What Does Equidistant Mean?

In geometry, a point is equidistant from two or more objects when the distance from that point to each of them is equal. The objects can be points, lines, or whole shapes. If point $P$ is the same distance from point $A$ as it is from point $B$, then $P$ is equidistant from $A$ and $B$ — written $PA = PB$.

The word comes from Latin: aequus ("equal") plus distantia ("distance"). That's the whole idea — equal distance. The distance is always measured the shortest way: point-to-point is a straight segment; point-to-line is the perpendicular drop to that line.

A small but crucial detail: equidistance from points and equidistance from lines are measured differently. From a point, you measure straight to it. From a line, you measure the perpendicular distance — the shortest path, hitting the line at a right angle. Mixing these two up is the single most common source of error, so it's worth fixing now before any formula appears.

How To Test For Equidistance — The Formulas

To check whether a point is equidistant from two other points, you need a way to measure distance. That's the distance formula, built straight from the Pythagorean theorem.

The distance formula. For points $A(x_1, y_1)$ and $B(x_2, y_2)$:

$$d = \sqrt{(x_2 - x_1)^2 + (y_2 - y_1)^2}$$

The variable glossary: $x_1, y_1$ are the coordinates of the first point, $x_2, y_2$ the second; $d$ is the straight-line distance between them. Where it comes from: the horizontal gap $(x_2 - x_1)$ and vertical gap $(y_2 - y_1)$ are the two legs of a right triangle, and $d$ is the hypotenuse — so $d^2 = (x_2-x_1)^2 + (y_2-y_1)^2$ is just Pythagoras rearranged.

To prove $P$ is equidistant from $A$ and $B$, compute $PA$ and $PB$ with this formula and check they're equal.

The midpoint formula. The midpoint of segment $AB$ is the most familiar equidistant point — it's exactly halfway:

$$M = \left( \frac{x_1 + x_2}{2}, ; \frac{y_1 + y_2}{2} \right)$$

The midpoint is equidistant from the two endpoints by construction. But — and this matters — it is not the only equidistant point. Every point on the perpendicular bisector shares that property.

Equidistance and the perpendicular bisector

Here is the key theorem of this whole topic: a point is equidistant from the two endpoints of a segment if and only if it lies on the perpendicular bisector of that segment.

This is why the perpendicular bisector matters so much. It isn't just "the line that cuts a segment in half at a right angle" — it's the entire collection of equidistant points. The farmhouse-and-well problem from the opening has not one fair spot but a whole line of them, and that line is the perpendicular bisector of the segment joining the houses.

§ **Exercise prompt**
Pick up the lesson on equidistant points right after its last sentence and keep it going in the same style.

§ **Records shown**
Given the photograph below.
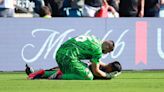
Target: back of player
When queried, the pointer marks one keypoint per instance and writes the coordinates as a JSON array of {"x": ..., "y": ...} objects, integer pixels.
[{"x": 72, "y": 51}]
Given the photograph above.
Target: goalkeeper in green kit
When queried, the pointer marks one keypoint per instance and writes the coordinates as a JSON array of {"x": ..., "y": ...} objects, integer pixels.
[{"x": 83, "y": 47}]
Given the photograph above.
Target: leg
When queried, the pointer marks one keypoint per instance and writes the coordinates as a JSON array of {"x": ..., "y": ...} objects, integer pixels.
[{"x": 75, "y": 71}]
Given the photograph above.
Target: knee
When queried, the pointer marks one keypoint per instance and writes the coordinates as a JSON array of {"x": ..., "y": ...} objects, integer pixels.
[{"x": 89, "y": 76}]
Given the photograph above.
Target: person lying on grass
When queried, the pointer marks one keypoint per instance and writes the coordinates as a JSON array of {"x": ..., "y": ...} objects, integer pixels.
[{"x": 113, "y": 68}]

§ **Output of the task**
Two related ideas lean on the same property. A segment bisector cuts a segment into two equal halves (the midpoint is where it crosses); the perpendicular bisector adds the right-angle condition that makes every point on it equidistant. And the angle bisector plays the same role for angles — every point on it is equidistant from the two sides of the angle.

Where equidistance shows up

The same idea wears different costumes across geometry.

  • Circles. A circle is, by definition, the set of all points equidistant from a fixed center. That equal distance is the radius. Equidistance is the definition of a circle.

  • The incenter of a triangle. The point equidistant from the three sides — found where the angle bisectors meet. (See the angle bisector theorem.)

  • The circumcenter of a triangle. The point equidistant from the three vertices — found where the perpendicular bisectors meet.

  • Parallel lines. Two parallel lines stay a constant perpendicular distance apart, so every point on one is equidistant from the other.

Equidistance only makes sense once points share a flat reference — they have to be coplanar (in the same plane) for these 2D distance formulas to apply. In three dimensions the perpendicular bisector becomes a whole plane of equidistant points.

Examples of Equidistant

The examples move from checking equidistance, to finding an equidistant point, to a real layout problem.

Example 1

Is the point $P(2, 3)$ equidistant from $A(0, 0)$ and $B(4, 6)$?

Compute both distances with the distance formula.

  1. $PA = \sqrt{(2-0)^2 + (3-0)^2} = \sqrt{4 + 9} = \sqrt{13}$

  2. $PB = \sqrt{(4-2)^2 + (6-3)^2} = \sqrt{4 + 9} = \sqrt{13}$

  3. $PA = PB = \sqrt{13}$

Final answer: yes, $P$ is equidistant from $A$ and $B$. (In fact $P$ is the midpoint of $AB$.)

Example 2

Find the midpoint of $A(-2, 5)$ and $B(6, 1)$, and confirm it's equidistant from both.

A tempting shortcut is to subtract the coordinates to find the middle — treating "halfway" like a difference. Try it: $\frac{6 - (-2)}{2} = 4$ for $x$. But check it against $A$: a point at $x = 4$ is much closer to $B$ than to $A$, so that can't be the midpoint. Subtracting gives a gap, not a center.

The midpoint averages the coordinates:

  1. $M_x = \dfrac{-2 + 6}{2} = \dfrac{4}{2} = 2$

  2. $M_y = \dfrac{5 + 1}{2} = \dfrac{6}{2} = 3$

  3. $M = (2, 3)$

Confirm equidistance:

  1. $MA = \sqrt{(2-(-2))^2 + (3-5)^2} = \sqrt{16 + 4} = \sqrt{20}$

  2. $MB = \sqrt{(6-2)^2 + (1-3)^2} = \sqrt{16 + 4} = \sqrt{20}$

Final answer: $M = (2, 3)$, with $MA = MB = \sqrt{20}$. The midpoint averages, never subtracts.

Example 3

Find the value of $h$ so that $A(1, h)$ has midpoint $(3, -2)$ with $B(5, 7)$.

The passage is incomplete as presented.